Ischemic Postconditioning Attenuates Bilateral Renal Ischemia-induced Cognitive Impairments

The obtained results demonstrated the deleterious effect of BRI on cognitive and balance function 24h after reperfusion. IPo indicated a curative effect against cognitive dysfunction probably by enhancing BDNF protein expression in the hippocampus. Highlights: IPo improved passive avoidance learning impairment induced by BRI.IPo increased muscle strength compared to the BRI group.BRI significantly decreased the BDNF protein expression in the hippocampus.IPo increased BDNF protein expression 24h after reperfusion. Plain language summary: Acute kidney injury may be associated with numerous complications in different regions of brain, as it may alter the permeability of the blood-brain barrier, accumulate the toxins, decreased blood flow to the brain, increased risk of encephalopathy, higher mental dysfunctions like delirium, stroke, memory and thinking problems (dementia) in people with kidney failure. It has been demonstrated that the most common causes of mortality in acute kidney injury is brain dysfunction. Therefore, discovering new treatments can decrease the brain injuries and help the patients with kidney dysfunction to have a higher quality of life. Ischemic postconditioning, which refers to a series of brief ischemia and reperfusion cycles applied immediately at the site of the ischemic organ after reperfusion, results in reduced injuries induced by ischemia. The purpose of the current study was designed to investigate whether ischemic postconditioning exerts neuroprotective effects against brain dysfunctions induced by renal ischemia in rats. Results of this study demonstrated that acute kidney injury triggers distant organ dysfunction and leads to cognitive and balance dysfunction 24h after induction of renal ischemia and ischemic postconditioning protects the brain as a remote organ against cognitive dysfunction from the injury induced by renal ischemia.

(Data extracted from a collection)

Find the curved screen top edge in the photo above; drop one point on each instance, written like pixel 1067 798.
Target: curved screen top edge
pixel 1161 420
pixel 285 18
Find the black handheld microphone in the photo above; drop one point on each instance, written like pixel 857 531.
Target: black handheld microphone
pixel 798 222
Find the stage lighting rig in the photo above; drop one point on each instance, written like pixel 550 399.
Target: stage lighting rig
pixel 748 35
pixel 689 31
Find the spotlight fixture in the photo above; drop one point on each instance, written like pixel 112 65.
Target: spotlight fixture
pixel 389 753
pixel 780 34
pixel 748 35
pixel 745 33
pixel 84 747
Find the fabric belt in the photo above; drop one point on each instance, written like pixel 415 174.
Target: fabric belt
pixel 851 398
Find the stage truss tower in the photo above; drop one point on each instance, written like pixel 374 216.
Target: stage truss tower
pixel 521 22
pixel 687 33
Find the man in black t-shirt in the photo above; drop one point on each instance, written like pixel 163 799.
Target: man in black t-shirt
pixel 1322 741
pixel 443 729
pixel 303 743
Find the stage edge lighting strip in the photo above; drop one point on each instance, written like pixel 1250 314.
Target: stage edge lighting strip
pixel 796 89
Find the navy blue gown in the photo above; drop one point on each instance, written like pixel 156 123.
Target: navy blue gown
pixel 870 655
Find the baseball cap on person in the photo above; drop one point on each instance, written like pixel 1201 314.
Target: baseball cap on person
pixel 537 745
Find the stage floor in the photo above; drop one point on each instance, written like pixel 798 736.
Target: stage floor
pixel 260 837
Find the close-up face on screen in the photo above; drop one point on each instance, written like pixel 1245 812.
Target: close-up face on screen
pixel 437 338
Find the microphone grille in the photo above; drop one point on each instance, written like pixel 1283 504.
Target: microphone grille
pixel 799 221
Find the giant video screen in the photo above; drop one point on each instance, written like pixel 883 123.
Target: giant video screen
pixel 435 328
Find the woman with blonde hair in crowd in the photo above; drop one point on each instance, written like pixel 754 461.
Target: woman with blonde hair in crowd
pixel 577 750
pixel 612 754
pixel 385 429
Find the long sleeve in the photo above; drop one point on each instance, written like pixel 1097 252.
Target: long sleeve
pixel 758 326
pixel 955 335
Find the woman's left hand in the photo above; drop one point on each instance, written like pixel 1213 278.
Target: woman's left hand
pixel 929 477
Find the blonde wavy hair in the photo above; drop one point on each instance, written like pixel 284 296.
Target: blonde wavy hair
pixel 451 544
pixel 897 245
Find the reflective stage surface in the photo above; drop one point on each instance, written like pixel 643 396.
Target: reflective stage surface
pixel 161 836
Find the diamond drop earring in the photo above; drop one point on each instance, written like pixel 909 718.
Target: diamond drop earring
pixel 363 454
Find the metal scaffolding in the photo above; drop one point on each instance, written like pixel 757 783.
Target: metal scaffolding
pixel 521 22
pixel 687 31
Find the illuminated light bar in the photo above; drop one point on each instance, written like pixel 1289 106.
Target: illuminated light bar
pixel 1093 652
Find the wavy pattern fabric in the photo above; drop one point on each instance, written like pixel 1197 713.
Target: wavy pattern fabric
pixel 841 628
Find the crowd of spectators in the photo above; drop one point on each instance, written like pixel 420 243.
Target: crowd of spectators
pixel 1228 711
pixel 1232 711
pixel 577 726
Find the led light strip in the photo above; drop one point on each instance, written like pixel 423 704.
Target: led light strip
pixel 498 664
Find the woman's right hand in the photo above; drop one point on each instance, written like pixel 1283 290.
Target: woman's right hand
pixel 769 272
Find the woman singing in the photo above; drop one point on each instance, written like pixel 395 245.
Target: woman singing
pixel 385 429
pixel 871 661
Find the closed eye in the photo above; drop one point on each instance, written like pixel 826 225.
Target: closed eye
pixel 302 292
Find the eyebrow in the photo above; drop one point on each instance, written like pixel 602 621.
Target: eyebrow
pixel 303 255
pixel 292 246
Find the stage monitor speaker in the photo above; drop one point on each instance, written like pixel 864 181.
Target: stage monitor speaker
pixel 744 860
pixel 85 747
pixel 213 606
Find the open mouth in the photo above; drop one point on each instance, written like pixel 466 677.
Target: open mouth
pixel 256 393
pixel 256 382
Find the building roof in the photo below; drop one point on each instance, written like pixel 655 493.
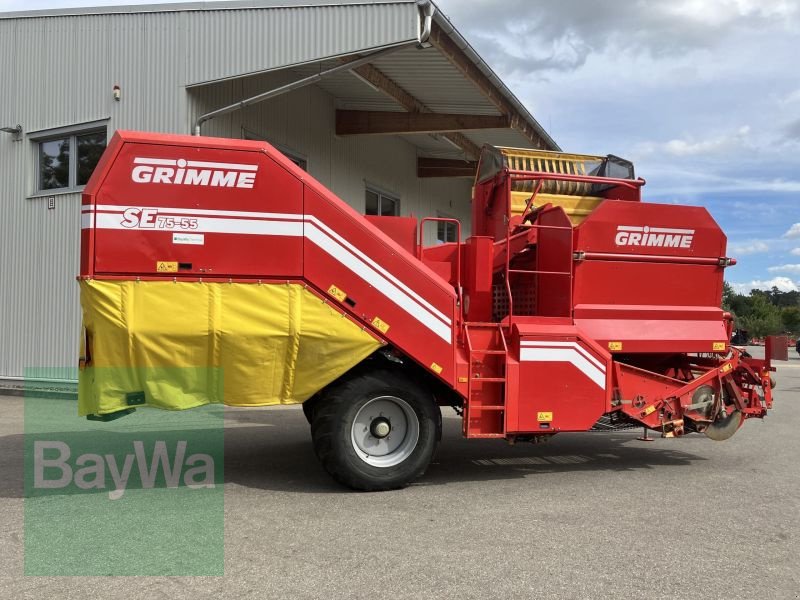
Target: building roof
pixel 226 40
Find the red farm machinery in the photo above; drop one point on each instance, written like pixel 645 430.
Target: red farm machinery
pixel 216 270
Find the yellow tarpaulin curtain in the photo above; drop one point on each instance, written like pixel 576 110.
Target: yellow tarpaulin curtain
pixel 180 345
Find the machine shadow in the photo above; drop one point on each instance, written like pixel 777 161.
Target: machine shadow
pixel 271 450
pixel 282 459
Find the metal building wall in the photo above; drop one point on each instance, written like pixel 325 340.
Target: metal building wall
pixel 61 71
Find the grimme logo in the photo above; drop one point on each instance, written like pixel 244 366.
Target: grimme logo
pixel 101 472
pixel 193 172
pixel 656 237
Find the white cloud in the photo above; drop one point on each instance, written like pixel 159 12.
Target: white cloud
pixel 784 284
pixel 785 269
pixel 745 248
pixel 691 146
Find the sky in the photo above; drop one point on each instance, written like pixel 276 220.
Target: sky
pixel 702 95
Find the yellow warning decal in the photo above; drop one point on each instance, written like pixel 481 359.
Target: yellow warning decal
pixel 163 266
pixel 337 293
pixel 380 325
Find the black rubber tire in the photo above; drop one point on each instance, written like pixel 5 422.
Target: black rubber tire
pixel 332 422
pixel 308 409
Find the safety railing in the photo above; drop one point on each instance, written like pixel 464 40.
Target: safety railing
pixel 539 178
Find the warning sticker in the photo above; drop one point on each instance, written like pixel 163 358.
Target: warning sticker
pixel 340 295
pixel 380 325
pixel 192 239
pixel 166 267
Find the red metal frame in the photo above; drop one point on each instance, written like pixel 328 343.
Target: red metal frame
pixel 641 333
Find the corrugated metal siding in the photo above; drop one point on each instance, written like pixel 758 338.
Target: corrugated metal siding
pixel 258 40
pixel 60 70
pixel 63 70
pixel 304 122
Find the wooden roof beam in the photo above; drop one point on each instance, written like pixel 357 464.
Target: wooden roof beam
pixel 445 167
pixel 456 56
pixel 389 87
pixel 370 122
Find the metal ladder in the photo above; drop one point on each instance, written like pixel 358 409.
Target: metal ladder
pixel 484 413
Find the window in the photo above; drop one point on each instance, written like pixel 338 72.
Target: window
pixel 381 204
pixel 66 158
pixel 446 231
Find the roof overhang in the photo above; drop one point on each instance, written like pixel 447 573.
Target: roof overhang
pixel 434 90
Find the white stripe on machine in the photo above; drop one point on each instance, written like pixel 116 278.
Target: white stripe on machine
pixel 571 352
pixel 288 225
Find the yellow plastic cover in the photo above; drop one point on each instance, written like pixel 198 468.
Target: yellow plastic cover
pixel 180 345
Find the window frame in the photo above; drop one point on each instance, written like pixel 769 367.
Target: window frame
pixel 447 225
pixel 382 193
pixel 71 132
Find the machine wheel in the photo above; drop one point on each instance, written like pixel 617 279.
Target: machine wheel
pixel 376 431
pixel 308 409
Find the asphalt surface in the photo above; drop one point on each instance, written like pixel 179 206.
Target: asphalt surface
pixel 584 516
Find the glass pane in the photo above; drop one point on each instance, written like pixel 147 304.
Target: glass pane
pixel 371 207
pixel 90 148
pixel 388 207
pixel 54 164
pixel 441 231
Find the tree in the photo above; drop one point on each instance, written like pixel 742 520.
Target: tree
pixel 763 317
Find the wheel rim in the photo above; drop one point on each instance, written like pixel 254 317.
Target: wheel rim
pixel 385 431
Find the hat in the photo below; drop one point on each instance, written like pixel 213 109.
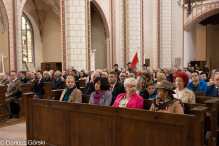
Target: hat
pixel 129 63
pixel 144 65
pixel 115 65
pixel 165 85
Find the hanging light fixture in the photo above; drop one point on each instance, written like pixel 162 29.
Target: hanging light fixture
pixel 189 4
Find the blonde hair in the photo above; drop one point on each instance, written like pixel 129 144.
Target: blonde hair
pixel 130 82
pixel 140 79
pixel 161 76
pixel 70 77
pixel 131 75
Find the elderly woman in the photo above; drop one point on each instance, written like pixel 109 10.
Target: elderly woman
pixel 101 95
pixel 181 81
pixel 104 75
pixel 71 93
pixel 164 101
pixel 141 87
pixel 129 99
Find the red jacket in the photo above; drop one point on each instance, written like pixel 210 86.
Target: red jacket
pixel 136 101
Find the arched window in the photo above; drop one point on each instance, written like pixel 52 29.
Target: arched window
pixel 27 40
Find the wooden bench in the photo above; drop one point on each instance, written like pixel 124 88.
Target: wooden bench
pixel 18 107
pixel 111 126
pixel 199 93
pixel 3 118
pixel 210 118
pixel 47 90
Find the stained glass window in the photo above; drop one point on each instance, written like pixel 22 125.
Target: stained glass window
pixel 27 40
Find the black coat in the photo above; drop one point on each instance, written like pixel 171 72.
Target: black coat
pixel 118 89
pixel 57 84
pixel 89 88
pixel 24 80
pixel 48 80
pixel 144 94
pixel 38 89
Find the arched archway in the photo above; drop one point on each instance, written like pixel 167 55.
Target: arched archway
pixel 100 27
pixel 196 33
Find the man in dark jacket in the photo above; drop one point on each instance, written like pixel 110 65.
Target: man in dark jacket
pixel 89 88
pixel 23 78
pixel 46 76
pixel 206 70
pixel 116 69
pixel 39 84
pixel 213 90
pixel 115 88
pixel 57 82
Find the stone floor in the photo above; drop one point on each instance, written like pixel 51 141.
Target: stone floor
pixel 13 133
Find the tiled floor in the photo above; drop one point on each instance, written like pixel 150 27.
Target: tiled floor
pixel 12 133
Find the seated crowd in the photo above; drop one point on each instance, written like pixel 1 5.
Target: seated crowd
pixel 168 88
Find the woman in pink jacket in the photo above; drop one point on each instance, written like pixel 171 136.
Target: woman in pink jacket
pixel 130 99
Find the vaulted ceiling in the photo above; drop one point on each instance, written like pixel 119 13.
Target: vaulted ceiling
pixel 38 10
pixel 214 20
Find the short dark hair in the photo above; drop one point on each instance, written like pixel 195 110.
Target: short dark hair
pixel 40 72
pixel 195 72
pixel 103 83
pixel 150 84
pixel 23 72
pixel 113 72
pixel 203 73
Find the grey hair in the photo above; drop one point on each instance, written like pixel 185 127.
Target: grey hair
pixel 58 74
pixel 94 74
pixel 130 82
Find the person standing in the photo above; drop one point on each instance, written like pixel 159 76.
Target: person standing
pixel 12 93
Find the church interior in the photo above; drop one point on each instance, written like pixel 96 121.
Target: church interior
pixel 109 72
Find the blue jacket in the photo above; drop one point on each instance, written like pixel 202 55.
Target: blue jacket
pixel 152 96
pixel 211 91
pixel 201 86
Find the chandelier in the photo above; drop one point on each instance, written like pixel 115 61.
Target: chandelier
pixel 189 4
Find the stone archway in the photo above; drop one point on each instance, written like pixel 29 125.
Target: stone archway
pixel 200 13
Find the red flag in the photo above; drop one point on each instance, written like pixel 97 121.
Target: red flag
pixel 135 64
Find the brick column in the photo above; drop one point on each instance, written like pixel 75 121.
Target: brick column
pixel 76 33
pixel 165 34
pixel 133 29
pixel 155 33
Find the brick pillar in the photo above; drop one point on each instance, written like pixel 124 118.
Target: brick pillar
pixel 76 33
pixel 133 29
pixel 155 33
pixel 165 34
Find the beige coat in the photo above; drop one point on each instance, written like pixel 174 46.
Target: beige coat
pixel 174 108
pixel 186 95
pixel 75 96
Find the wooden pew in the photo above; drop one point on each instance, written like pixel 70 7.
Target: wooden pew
pixel 111 126
pixel 47 90
pixel 199 93
pixel 3 118
pixel 81 85
pixel 210 118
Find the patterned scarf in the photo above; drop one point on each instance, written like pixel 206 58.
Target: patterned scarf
pixel 159 104
pixel 97 97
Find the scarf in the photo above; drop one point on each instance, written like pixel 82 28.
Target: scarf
pixel 67 93
pixel 97 97
pixel 159 104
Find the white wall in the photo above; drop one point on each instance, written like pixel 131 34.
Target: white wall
pixel 37 43
pixel 98 42
pixel 52 38
pixel 177 32
pixel 189 46
pixel 148 30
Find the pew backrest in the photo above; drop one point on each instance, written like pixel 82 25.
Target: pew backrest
pixel 111 126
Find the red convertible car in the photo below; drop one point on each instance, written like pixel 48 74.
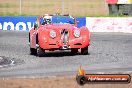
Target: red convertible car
pixel 59 35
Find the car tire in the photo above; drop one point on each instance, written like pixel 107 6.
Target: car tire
pixel 33 51
pixel 81 80
pixel 40 52
pixel 74 51
pixel 84 51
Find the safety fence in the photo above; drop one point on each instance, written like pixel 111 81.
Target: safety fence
pixel 94 24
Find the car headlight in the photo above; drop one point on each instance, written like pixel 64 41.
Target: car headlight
pixel 52 34
pixel 76 33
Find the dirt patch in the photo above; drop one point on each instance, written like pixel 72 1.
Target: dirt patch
pixel 53 82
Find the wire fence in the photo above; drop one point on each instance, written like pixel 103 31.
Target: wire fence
pixel 40 7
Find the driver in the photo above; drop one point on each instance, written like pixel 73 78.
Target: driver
pixel 47 19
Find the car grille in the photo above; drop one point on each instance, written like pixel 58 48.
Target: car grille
pixel 64 36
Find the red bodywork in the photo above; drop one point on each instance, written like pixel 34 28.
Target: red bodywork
pixel 42 32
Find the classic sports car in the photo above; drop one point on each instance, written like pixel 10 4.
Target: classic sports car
pixel 62 34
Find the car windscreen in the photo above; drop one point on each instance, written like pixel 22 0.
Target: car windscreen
pixel 62 19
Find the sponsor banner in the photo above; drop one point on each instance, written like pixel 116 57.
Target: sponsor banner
pixel 111 1
pixel 107 24
pixel 25 23
pixel 124 2
pixel 17 22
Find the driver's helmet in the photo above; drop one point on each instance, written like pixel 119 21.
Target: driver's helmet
pixel 47 19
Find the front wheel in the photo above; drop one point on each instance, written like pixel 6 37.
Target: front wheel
pixel 40 52
pixel 84 51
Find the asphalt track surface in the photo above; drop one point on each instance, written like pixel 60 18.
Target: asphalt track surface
pixel 108 52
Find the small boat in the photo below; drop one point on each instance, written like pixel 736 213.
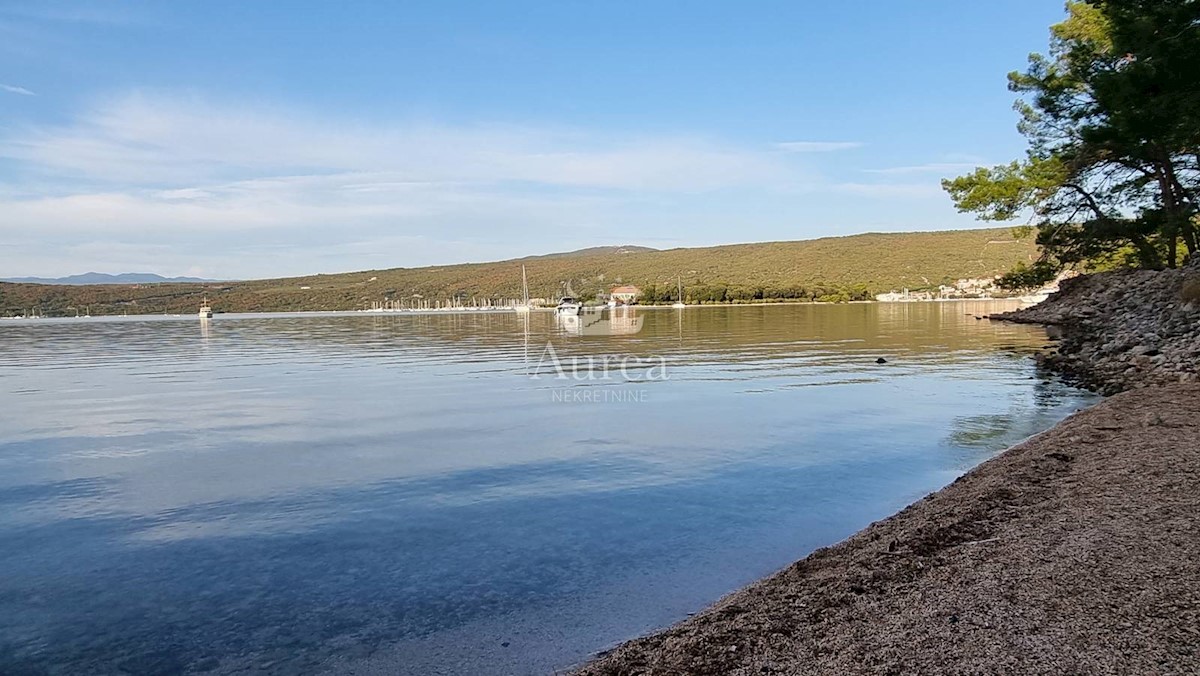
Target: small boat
pixel 568 305
pixel 525 293
pixel 679 303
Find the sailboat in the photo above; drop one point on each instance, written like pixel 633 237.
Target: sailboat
pixel 525 293
pixel 679 286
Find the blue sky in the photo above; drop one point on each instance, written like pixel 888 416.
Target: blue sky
pixel 244 139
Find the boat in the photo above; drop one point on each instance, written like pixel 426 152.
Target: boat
pixel 568 305
pixel 525 293
pixel 679 286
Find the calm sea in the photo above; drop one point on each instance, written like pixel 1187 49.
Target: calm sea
pixel 461 494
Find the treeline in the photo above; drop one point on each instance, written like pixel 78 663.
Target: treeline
pixel 829 269
pixel 660 294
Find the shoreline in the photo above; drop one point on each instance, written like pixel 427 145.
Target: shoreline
pixel 1077 549
pixel 503 310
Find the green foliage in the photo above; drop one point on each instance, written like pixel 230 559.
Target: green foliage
pixel 850 268
pixel 1025 276
pixel 1113 121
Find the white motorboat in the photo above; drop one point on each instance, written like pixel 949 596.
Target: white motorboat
pixel 525 293
pixel 679 303
pixel 568 305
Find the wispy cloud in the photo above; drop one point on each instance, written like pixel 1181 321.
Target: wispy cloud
pixel 889 190
pixel 15 89
pixel 178 143
pixel 928 168
pixel 817 145
pixel 168 169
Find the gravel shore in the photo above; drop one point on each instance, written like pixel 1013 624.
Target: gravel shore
pixel 1077 551
pixel 1125 329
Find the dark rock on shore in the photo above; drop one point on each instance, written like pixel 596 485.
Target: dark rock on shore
pixel 1077 551
pixel 1123 329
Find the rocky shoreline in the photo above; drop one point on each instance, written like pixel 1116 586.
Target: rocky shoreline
pixel 1077 551
pixel 1074 551
pixel 1123 330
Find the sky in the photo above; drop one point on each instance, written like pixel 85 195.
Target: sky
pixel 233 139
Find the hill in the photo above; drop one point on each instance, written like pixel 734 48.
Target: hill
pixel 105 279
pixel 832 269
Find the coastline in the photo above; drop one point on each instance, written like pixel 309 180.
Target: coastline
pixel 1077 549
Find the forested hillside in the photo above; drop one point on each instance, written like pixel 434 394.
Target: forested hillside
pixel 844 268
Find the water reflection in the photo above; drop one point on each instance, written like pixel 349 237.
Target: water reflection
pixel 397 492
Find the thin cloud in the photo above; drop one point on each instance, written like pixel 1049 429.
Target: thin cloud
pixel 166 143
pixel 817 145
pixel 928 168
pixel 15 89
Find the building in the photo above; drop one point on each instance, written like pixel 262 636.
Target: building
pixel 625 294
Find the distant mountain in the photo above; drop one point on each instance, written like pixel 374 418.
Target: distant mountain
pixel 833 269
pixel 103 279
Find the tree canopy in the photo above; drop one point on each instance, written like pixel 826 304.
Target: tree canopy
pixel 1113 120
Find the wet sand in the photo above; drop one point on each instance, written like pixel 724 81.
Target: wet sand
pixel 1075 551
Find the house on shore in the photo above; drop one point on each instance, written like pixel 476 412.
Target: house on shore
pixel 625 294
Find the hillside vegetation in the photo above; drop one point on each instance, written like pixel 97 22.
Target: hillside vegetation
pixel 823 269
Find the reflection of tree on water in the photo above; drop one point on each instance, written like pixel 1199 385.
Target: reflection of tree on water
pixel 618 322
pixel 997 431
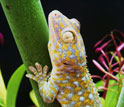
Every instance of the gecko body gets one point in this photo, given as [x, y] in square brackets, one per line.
[69, 81]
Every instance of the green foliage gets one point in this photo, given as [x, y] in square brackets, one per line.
[98, 84]
[2, 90]
[33, 98]
[13, 86]
[30, 31]
[121, 98]
[8, 97]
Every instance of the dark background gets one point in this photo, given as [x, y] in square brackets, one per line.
[97, 18]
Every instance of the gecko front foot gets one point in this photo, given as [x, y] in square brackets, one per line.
[39, 73]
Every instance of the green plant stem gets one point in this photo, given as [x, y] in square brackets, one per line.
[29, 28]
[121, 97]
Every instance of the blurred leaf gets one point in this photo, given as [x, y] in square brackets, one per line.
[1, 102]
[13, 86]
[102, 100]
[98, 84]
[121, 97]
[111, 96]
[33, 98]
[2, 88]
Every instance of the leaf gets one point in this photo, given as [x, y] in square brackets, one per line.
[102, 100]
[2, 88]
[121, 97]
[98, 84]
[112, 96]
[33, 98]
[13, 86]
[1, 102]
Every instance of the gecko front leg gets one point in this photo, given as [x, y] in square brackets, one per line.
[47, 88]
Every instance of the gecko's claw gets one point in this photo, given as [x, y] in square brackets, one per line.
[39, 73]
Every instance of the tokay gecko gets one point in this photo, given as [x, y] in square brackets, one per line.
[69, 81]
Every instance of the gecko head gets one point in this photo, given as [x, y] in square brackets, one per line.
[65, 42]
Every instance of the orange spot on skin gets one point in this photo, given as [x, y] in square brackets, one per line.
[74, 47]
[75, 98]
[73, 85]
[91, 102]
[61, 24]
[76, 53]
[69, 53]
[67, 59]
[72, 61]
[79, 79]
[72, 80]
[77, 104]
[66, 91]
[86, 102]
[65, 47]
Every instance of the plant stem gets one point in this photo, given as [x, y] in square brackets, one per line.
[29, 28]
[121, 98]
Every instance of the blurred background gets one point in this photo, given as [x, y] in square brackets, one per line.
[97, 18]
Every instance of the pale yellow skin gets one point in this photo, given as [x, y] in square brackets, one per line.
[69, 81]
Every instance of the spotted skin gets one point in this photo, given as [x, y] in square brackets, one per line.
[69, 81]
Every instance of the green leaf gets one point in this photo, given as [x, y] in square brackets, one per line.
[33, 98]
[1, 102]
[2, 88]
[102, 100]
[121, 97]
[111, 96]
[98, 84]
[13, 86]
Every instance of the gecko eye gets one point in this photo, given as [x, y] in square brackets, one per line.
[75, 21]
[68, 37]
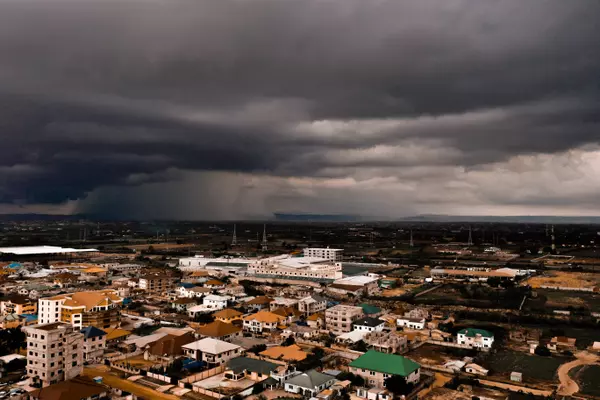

▶ _What is required_
Please write what comes next in the abstract on ischemic postconditioning and cognitive impairment after bilateral renal ischemia, starting after its last sentence.

▶ _Written answer_
Male Wistar rats underwent BRI, sham, or IPo surgery 24h and 1w after reperfusion. The rats' explorative behaviors and motor function were evaluated by an open field, rotarod, and wire grip tests. The cognitive function was assessed by passive avoidance learning and Morris water maze tests. Western blotting was performed to evaluate hippocampal Brain-Derived Neurotrophic Factor (BDNF) expression.

The impairment of balance function induced by BRI was not reversed; however, passive avoidance learning impairment was reversed by postconditioning 24h after reperfusion. IPo increased muscle strength compared to the BRI group; however, explorative behaviors and balance function had no difference 1w after reperfusion. BRI significantly decreased the BDNF protein expression in the hippocampus, and postconditioning increased 24h after reperfusion.